# Tâches demandées
(a) Recopiez fidèlement le passage du texte sur le logement décent qui va de « Logement décent : la » jusqu'à « le logement décent. » inclus.
(b) Selon le texte sur le logement décent, depuis quelle date les logements classés G sont-ils considérés comme non décents ?

== Texte source

Logement décent : la rénovation énergétique doit profiter aux plus modestes

La pénurie de logements abordables conséquence de l’explosion des prix du marché immobilier et locatif, constitue une véritable crise du logement. La rénovation énergétique du parc, et plus généralement la transition écologique sont-ils des facteurs d’aggravation des inégalités ou au contraire une opportunité de justice sociale ?

Jean-Baptiste Eyraud, porte-parole de Droit Au Logement – DAL nous partage son point de vue sur le logement décent.

Quels sont les principaux obstacles à l’accès à un logement abordable et décent ?

Jean-Baptiste Eyraud : Jamais le logement n’a été aussi cher en France depuis le 19e siècle. Les classes populaires sont le plus impactées par « la crise du logement cher », comme nous la désignons, et accèdent aux logements les plus dégradés. Il y a une forme de jeu de domino : le mal logement affecte aujourd’hui un nouveau public (les étudiants, les travailleurs pauvres, voire les classes moyennes). Les plus précaires se réfugient dans une forme d’habitat de survie, de plus en plus réprimée : squats, caravanes, habitat spontané, on voit resurgir des bidonvilles depuis 25 ans… ou deviennent dépendant du 115, de la charité publique ou des marchands de sommeil.

Les critères de décence, fixés par décret, tiennent désormais compte de la performance énergétique. Depuis janvier 2025, les logements classés G sont considérés comme non décents, en 2028, ce sera au tour des logements classés F sur le diagnostic de performance énergétique (DPE). Mais en réalité, il y a beaucoup de fraude, et ces logements continuent à être loués et reloués au prix fort, au mépris des droits des locataires, quand ce ne sont pas les DPE qui font l’objet de diagnostics de complaisance pour éviter aux bailleurs un trop mauvais classement de leur bien… Un locataire peut néanmoins attaquer son bailleur en justice pour exiger des travaux et une baisse des loyers en attendant. La peur de se trouver à la rue et la longueur des procédures découragent trop souvent le recours au juge. Il faudrait un service public local en capacité de contrôler et sanctionner la fraude.

Il est essentiel de rénover les passoires énergétiques, qui sont des frigos l’hiver et des fours l’été et alourdissent encore le budget logement des ménages, mais sans hausse de loyer et en les baissant jusqu’aux travaux. On constate aussi une multiplication des malfaçons lors de la réalisation de travaux de rénovation d’immeubles. Il s’agit d’un problème structurel dans le BTP, lié à la sous-traitance en cascade. Enfin, un bailleur HLM peut imposer une hausse de loyer à l’issue d’une rénovation énergétique, c’est la troisième ligne de quittance. Dans ce contexte de baisse des APL et des revenus des locataires, ça pèse sur les ménages… La rénovation énergétique ne doit pas être une source d’exclusion.

====
== Données fournies

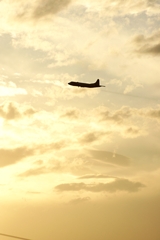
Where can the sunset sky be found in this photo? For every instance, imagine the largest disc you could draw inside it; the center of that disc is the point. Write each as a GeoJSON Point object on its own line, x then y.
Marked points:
{"type": "Point", "coordinates": [76, 163]}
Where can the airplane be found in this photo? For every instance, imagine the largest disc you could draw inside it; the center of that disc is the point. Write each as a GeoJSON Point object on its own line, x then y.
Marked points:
{"type": "Point", "coordinates": [88, 85]}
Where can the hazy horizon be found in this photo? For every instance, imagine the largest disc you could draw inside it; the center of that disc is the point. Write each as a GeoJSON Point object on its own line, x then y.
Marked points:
{"type": "Point", "coordinates": [78, 163]}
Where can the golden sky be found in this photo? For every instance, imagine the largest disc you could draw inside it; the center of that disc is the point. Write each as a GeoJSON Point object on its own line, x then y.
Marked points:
{"type": "Point", "coordinates": [75, 163]}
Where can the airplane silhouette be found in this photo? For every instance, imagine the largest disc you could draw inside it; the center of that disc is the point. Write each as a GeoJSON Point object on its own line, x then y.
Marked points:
{"type": "Point", "coordinates": [88, 85]}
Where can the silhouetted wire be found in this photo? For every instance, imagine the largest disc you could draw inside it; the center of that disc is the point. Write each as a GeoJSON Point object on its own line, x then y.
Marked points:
{"type": "Point", "coordinates": [6, 235]}
{"type": "Point", "coordinates": [130, 95]}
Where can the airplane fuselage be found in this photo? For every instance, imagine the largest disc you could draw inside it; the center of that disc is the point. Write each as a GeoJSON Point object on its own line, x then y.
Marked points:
{"type": "Point", "coordinates": [80, 84]}
{"type": "Point", "coordinates": [87, 85]}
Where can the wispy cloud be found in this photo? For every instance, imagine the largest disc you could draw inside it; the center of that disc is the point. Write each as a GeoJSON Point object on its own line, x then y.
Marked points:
{"type": "Point", "coordinates": [117, 185]}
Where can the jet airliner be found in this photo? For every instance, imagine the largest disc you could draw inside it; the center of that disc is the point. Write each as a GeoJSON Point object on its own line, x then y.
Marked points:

====

# Réponses par tâche
(a)
Logement décent : la rénovation énergétique doit profiter aux plus modestes

La pénurie de logements abordables conséquence de l’explosion des prix du marché immobilier et locatif, constitue une véritable crise du logement. La rénovation énergétique du parc, et plus généralement la transition écologique sont-ils des facteurs d’aggravation des inégalités ou au contraire une opportunité de justice sociale ?

Jean-Baptiste Eyraud, porte-parole de Droit Au Logement – DAL nous partage son point de vue sur le logement décent.

(b) Depuis janvier 2025.